*PROBLEM DETAILS:*
Below is a block of data; give all of it again word for word.

Stored data entries
━━━━

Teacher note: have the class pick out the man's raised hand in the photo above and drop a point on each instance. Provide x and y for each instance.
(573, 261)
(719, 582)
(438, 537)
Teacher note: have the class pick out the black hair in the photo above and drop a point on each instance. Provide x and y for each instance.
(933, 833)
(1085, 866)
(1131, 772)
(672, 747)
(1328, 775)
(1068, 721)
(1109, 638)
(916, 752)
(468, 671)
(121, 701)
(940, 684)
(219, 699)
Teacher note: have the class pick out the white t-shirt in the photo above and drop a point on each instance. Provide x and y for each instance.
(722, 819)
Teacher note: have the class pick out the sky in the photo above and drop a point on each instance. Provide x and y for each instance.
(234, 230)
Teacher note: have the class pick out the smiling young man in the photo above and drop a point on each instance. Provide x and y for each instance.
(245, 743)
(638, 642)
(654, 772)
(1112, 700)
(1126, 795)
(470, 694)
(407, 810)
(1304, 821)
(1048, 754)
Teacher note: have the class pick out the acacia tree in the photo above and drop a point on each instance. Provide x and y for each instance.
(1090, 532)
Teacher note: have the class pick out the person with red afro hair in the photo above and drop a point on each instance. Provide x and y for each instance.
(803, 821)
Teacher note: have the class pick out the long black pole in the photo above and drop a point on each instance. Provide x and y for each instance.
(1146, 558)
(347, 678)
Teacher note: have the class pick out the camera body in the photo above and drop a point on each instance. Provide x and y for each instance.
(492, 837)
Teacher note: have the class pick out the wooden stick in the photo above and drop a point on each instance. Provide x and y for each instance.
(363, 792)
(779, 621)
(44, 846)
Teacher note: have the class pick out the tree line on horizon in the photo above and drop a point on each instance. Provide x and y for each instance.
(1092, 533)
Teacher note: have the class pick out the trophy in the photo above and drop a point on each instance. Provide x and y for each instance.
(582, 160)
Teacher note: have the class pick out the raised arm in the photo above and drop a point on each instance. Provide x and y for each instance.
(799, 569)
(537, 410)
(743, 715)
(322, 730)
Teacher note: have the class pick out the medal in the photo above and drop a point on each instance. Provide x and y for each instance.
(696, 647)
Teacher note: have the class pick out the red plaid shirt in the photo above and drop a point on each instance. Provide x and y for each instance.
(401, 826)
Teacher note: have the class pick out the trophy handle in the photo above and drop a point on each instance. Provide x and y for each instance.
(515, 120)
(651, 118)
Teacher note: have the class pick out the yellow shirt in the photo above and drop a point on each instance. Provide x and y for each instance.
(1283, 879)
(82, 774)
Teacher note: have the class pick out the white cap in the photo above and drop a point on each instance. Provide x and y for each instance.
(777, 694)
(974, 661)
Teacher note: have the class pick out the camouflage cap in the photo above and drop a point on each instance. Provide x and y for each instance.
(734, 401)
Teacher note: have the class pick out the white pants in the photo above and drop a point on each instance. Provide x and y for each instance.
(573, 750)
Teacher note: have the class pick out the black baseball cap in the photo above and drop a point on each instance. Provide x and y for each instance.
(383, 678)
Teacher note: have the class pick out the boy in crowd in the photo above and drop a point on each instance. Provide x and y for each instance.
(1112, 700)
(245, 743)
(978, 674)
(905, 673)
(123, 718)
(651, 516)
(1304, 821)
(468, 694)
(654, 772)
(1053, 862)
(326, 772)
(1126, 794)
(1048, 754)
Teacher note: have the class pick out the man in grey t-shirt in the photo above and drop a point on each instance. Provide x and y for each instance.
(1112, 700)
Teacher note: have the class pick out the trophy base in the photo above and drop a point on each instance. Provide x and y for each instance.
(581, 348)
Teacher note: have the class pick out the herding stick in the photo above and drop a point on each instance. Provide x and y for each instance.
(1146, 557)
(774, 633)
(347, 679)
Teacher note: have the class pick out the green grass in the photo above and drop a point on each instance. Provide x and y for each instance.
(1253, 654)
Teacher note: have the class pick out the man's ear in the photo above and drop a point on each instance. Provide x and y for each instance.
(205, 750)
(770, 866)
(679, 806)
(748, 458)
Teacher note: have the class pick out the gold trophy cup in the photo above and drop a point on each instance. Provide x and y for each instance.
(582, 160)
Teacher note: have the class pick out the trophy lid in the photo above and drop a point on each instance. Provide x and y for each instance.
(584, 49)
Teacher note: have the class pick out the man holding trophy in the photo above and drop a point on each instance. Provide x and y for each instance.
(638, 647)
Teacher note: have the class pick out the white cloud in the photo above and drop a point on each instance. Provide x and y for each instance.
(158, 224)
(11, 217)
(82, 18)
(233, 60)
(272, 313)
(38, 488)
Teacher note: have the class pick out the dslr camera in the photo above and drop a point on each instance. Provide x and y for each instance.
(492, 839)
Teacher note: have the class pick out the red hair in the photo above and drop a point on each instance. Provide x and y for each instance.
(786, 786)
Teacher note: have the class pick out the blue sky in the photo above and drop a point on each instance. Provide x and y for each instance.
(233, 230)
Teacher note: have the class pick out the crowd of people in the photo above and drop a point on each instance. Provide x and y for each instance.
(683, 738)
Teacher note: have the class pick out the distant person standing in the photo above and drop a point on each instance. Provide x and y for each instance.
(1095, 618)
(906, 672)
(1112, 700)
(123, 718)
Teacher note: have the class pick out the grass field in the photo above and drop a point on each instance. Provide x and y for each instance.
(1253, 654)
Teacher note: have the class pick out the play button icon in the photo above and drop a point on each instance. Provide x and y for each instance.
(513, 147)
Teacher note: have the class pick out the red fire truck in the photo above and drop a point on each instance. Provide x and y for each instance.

━━━━

*SOLUTION TO THE PROBLEM:*
Teacher note: have the class pick out the man's raised hand in the photo above and drop a point on each instance. Provide x and y for each instance.
(573, 261)
(719, 582)
(438, 537)
Teacher note: have the class pick out the black hair in the photo above and drop a point on each instance. Provide x and y for each instance.
(933, 833)
(1085, 866)
(1131, 772)
(672, 747)
(1328, 775)
(1068, 721)
(1109, 638)
(916, 752)
(468, 671)
(121, 701)
(940, 684)
(219, 699)
Teacher note: have the class pick out the white t-shirt in the photo above and drop a point on each instance. Provide x and y for each instance.
(722, 819)
Teacher note: have the class pick out the sky in the photo above and drop a point on each instance. Provide x and y for each instance.
(234, 230)
Teacher note: have the class pick out the smiling young man in the photo above and drop a point on each instance. Provide x and y for each instance.
(245, 743)
(638, 642)
(654, 772)
(1112, 700)
(1126, 795)
(470, 694)
(407, 810)
(1304, 821)
(1048, 754)
Teacher note: have the class pick out the acacia tree in the photo above and drop a point on each instance. Provide x and y for each instance.
(1090, 532)
Teacher note: have the class pick out the person with red afro hair in the photo above and drop a point on each instance. Provide x and y for each instance.
(803, 821)
Teacher note: have the class pick out the long black pole in the photo above and drop a point on each instance. Provide x and y for each instance.
(1146, 558)
(347, 678)
Teacher note: have the class pick out the camera body in the photo above and drop a point on each instance. Provide x and y for each instance.
(492, 837)
Teacher note: have the class pick out the wooden stick in the photo above and drop a point on each instance. Provide x and y for each instance.
(363, 792)
(779, 621)
(44, 846)
Teacher note: have the class pick out the tree line on horizon in the photo above and drop a point on each instance. Provide x and y for each instance.
(1092, 533)
Teacher note: have the class pick out the trophy in the photo above and drop a point on each instance. Provide x and y for each instance.
(582, 160)
Teacher note: have the class pick out the raised arm in the photo above and drop a point on each instance. Provide x and y for each instance.
(799, 569)
(537, 410)
(743, 715)
(322, 730)
Teacher note: have the class pick out the medal in the photo above and drop a point on each instance. Provide x and y for each instance.
(696, 647)
Teacher note: have the class pick out the red plaid shirt in the photo above and drop a point on each instance. Provide x and y for each instance.
(401, 826)
Teacher note: have the class pick out the trophy handle in the photo above and drop a point on each instance. Provide x and y for each instance.
(515, 120)
(651, 118)
Teacher note: have the class pick out the yellow shirt in the photo above and drop a point on each instance. Provide x and y for each instance.
(1283, 879)
(82, 774)
Teacher note: have the class pick out the white cap in the photo above and drop a point on each instance. Provide x and y for each instance.
(777, 694)
(974, 661)
Teacher note: have the class pick out the camouflage cap in the photo above and drop a point on each instance. Provide x and y for each instance.
(734, 401)
Teacher note: have the class pick out the white pants in the photo above and drop a point on each instance. Provide x and y for each instance.
(573, 750)
Teacher note: have the class pick out the black baseball cap in the photo above and drop a point on each instance. Provide x and y for each instance.
(383, 678)
Teacher note: have the class pick out the boy in crowd in the photo above and drop a point on each instance. Provide x and y for each instance.
(1112, 700)
(245, 743)
(978, 674)
(905, 673)
(123, 718)
(651, 516)
(1304, 821)
(468, 694)
(654, 772)
(1053, 862)
(326, 772)
(1126, 794)
(1048, 754)
Teacher note: have the class pick out the man in grey t-shirt in the photo above and drop a point on each instance. Provide x and y for each instance.
(1112, 700)
Teacher note: have the class pick out the trophy base in the photo above and drop a point on each instance. Provide x and y for each instance.
(581, 348)
Teacher note: have the class pick out the herding stick in the photo above and drop a point on each instance. Provide x and y for each instance.
(1146, 557)
(774, 633)
(347, 679)
Teacher note: have the class pick out the green grass in the photo above and drop a point on each instance. Provide x and y for each instance.
(1253, 654)
Teacher note: have the class pick out the man's ear in the photo above and drop a point on each instance. Provide x and y for each instance.
(205, 750)
(770, 866)
(679, 806)
(748, 458)
Teacher note: have the class pick out the gold trophy cup in the photo above and drop a point on each instance. Provide x and y for each instance.
(582, 160)
Teacher note: have the class pick out the trophy lid in the photo above and drop a point on each instance. Provide x and y for each instance.
(584, 49)
Teacher note: have the class pick out the man holding trophy in the photo above and drop a point on each instance. Provide x and y for each instance.
(638, 647)
Teacher note: have the class pick out the white cloud in the photo above and drop a point on each instance. Provide x and y for each instance.
(158, 224)
(11, 217)
(82, 18)
(233, 60)
(272, 313)
(38, 488)
Teacher note: have the class pick out the dslr camera in the photo above and drop a point on each instance. Provide x and y for each instance.
(492, 839)
Teacher note: have the class pick out the red hair in the photo above and drop a point on each instance. Provide x and y for each instance.
(786, 786)
Teacher note: have the class pick out the blue sky in the photo above and drop a point on each instance. Provide x and y for each instance.
(233, 230)
Teacher note: have the class pick out the crowd of people in the photo above and drop a point on each instance. Provide x and y for each instance.
(683, 738)
Teacher note: have the class pick out the distant person standing in the photo above and drop a point on each instance. Provide x and y for each instance.
(1095, 618)
(906, 672)
(1112, 700)
(123, 718)
Teacher note: have the class pick out the grass field in the photo above and drop a point on each instance. Provide x and y for each instance.
(1253, 654)
Teacher note: have the class pick out the play button icon in the photo above and drop a point on each instance. Provide x and y for each instance.
(513, 147)
Teacher note: have the class pick out the red fire truck in the photo above and drop a point on each instance. Provide x and y for each instance.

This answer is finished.